INSTRUCTIONS FOR THE TASK: Please pull out every line of the records below that contains the string "suit" and copy it.

DATA TO USE:
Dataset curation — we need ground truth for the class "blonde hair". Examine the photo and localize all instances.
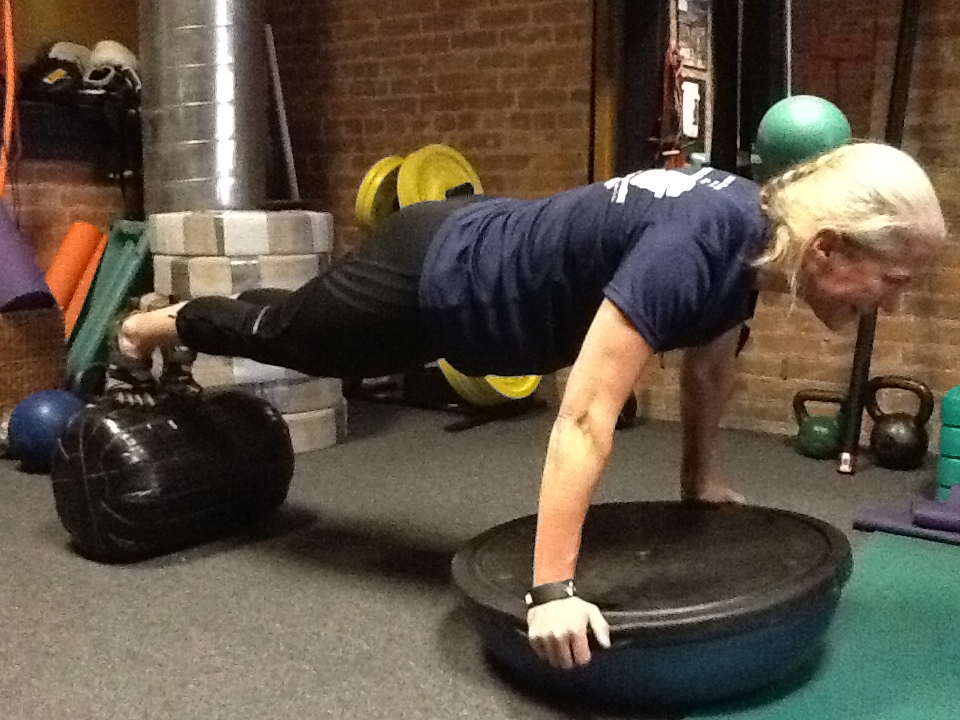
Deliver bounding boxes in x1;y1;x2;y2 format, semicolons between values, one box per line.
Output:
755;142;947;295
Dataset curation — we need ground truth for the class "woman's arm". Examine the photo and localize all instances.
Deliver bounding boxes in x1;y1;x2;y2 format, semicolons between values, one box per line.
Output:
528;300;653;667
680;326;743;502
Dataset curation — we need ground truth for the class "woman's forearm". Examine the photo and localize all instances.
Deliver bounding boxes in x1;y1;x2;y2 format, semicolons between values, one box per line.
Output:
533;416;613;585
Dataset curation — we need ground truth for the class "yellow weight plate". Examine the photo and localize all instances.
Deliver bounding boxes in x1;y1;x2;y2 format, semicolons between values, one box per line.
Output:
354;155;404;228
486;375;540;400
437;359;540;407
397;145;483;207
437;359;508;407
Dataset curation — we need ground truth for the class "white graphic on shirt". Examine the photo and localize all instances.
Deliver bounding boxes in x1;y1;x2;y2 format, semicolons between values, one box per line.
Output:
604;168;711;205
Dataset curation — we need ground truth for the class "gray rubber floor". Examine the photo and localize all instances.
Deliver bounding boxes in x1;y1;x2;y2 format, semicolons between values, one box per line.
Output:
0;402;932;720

...

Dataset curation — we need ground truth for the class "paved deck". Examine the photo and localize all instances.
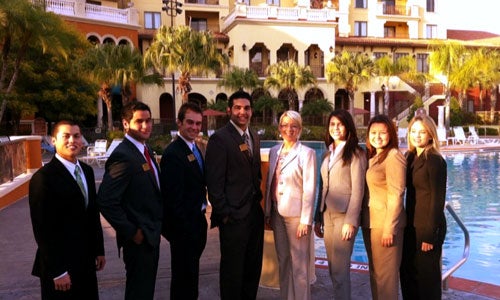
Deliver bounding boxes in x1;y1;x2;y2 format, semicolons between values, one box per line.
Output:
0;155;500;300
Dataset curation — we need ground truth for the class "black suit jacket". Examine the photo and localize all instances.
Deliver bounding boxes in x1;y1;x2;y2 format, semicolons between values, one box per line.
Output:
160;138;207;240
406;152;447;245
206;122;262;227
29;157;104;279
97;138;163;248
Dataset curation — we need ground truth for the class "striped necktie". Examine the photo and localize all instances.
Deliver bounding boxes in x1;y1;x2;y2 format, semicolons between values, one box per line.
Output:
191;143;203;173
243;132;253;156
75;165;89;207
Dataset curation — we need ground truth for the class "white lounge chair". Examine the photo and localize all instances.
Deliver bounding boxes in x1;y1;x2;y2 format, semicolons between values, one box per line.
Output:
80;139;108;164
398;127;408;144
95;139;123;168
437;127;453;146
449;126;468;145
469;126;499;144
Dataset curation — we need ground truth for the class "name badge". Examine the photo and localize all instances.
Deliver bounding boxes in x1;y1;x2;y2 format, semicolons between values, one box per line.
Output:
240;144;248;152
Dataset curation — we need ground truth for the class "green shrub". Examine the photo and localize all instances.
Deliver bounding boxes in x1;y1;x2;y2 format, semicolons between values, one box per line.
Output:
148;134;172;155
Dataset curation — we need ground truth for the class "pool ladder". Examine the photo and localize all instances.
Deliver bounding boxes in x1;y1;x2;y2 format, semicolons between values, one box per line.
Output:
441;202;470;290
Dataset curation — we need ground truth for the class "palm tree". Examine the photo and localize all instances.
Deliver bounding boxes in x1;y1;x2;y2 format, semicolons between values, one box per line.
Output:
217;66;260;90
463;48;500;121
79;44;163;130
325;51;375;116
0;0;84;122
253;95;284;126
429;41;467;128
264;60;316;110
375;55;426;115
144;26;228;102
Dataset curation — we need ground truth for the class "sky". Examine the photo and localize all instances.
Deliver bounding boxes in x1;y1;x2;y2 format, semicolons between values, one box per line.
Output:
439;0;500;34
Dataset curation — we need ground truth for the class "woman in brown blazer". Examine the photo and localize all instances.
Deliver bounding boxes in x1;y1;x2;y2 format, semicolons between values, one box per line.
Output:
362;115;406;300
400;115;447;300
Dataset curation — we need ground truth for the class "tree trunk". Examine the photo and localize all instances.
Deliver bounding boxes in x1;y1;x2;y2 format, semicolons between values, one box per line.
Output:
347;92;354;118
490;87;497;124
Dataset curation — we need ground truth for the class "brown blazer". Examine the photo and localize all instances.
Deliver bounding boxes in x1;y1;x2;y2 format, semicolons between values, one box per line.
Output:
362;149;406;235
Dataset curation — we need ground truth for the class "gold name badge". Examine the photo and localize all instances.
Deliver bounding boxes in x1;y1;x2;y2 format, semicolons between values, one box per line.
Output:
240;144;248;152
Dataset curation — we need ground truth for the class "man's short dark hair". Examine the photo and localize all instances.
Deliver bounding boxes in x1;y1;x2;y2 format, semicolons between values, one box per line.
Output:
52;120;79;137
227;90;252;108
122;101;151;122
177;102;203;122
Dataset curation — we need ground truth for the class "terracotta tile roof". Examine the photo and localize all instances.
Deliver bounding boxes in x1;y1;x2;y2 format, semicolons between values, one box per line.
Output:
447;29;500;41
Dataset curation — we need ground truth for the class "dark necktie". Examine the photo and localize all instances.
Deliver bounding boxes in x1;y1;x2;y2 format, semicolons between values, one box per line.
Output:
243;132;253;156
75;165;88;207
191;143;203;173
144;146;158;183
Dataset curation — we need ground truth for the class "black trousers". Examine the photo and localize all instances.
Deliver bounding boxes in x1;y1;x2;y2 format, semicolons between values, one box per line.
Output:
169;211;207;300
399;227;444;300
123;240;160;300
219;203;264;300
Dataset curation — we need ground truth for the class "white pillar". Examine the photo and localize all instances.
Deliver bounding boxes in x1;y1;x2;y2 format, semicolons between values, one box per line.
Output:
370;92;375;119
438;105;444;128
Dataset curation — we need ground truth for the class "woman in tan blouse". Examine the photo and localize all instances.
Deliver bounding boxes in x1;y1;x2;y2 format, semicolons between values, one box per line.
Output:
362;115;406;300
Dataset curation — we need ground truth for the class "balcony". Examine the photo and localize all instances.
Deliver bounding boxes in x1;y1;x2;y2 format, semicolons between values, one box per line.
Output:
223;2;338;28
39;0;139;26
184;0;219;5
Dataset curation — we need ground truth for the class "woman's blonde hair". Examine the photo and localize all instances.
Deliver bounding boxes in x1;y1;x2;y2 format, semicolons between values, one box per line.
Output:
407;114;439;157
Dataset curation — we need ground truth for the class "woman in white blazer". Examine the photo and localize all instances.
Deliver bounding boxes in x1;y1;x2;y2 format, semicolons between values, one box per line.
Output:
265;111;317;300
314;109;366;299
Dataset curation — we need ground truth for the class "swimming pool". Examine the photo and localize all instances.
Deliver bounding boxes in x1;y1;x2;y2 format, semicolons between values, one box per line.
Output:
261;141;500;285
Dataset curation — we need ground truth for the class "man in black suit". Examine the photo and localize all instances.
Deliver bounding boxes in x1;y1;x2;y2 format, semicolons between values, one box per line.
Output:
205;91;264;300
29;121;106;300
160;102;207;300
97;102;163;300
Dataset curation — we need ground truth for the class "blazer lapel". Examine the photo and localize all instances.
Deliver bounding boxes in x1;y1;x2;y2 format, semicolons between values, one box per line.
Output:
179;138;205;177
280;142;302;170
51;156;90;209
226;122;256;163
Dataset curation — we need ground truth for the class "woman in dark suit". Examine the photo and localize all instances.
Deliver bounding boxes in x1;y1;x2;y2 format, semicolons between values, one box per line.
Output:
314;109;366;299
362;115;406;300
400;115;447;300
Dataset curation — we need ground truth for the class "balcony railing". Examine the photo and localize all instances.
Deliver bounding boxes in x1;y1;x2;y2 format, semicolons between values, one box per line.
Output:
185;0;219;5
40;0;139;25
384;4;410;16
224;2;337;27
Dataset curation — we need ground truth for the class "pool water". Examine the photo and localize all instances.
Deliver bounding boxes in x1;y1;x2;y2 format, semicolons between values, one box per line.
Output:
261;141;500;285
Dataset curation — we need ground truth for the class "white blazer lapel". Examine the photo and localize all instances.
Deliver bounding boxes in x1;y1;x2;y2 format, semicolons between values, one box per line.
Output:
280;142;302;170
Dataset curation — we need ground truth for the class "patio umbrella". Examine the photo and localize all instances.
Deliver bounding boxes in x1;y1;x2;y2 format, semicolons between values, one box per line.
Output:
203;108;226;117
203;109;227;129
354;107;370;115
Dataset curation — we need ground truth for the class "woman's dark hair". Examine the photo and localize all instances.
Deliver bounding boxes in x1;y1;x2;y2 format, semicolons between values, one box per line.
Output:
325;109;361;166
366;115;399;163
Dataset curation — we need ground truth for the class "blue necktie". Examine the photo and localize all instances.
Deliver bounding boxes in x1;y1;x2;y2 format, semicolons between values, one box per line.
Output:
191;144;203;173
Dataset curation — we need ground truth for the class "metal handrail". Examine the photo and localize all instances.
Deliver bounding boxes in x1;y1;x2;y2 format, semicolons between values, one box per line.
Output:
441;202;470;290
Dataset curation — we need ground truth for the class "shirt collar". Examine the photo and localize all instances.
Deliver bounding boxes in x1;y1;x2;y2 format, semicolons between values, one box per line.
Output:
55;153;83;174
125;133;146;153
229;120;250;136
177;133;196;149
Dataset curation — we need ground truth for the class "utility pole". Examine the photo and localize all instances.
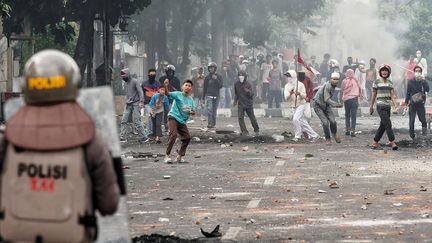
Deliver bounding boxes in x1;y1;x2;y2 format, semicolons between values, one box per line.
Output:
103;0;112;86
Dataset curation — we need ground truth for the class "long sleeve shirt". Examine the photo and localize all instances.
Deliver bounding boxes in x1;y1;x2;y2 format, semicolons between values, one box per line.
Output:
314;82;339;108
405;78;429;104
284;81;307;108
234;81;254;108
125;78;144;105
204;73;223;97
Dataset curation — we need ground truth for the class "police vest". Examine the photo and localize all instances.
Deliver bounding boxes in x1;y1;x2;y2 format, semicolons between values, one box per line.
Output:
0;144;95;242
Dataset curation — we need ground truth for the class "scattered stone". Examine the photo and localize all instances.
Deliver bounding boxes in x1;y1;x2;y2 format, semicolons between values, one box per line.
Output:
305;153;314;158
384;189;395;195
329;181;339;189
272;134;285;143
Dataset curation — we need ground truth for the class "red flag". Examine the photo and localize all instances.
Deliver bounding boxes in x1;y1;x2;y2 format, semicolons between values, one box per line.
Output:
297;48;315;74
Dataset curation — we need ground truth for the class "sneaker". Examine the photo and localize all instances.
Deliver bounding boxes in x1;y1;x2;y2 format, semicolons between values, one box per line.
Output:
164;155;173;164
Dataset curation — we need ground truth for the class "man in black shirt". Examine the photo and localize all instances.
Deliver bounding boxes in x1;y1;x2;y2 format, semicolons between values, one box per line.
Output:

SOLUTION FOR THIS EXERCISE:
Dataset curation — we need ground truth for the class "black suit jacket". Examine the photo and localize all instances.
Dataset curation — we need ground truth for the class "man in black suit". Examine the photo and localize all instances.
Dataset curation — we need ground truth for the class "woman in dark suit". Examine the photo and localize all instances.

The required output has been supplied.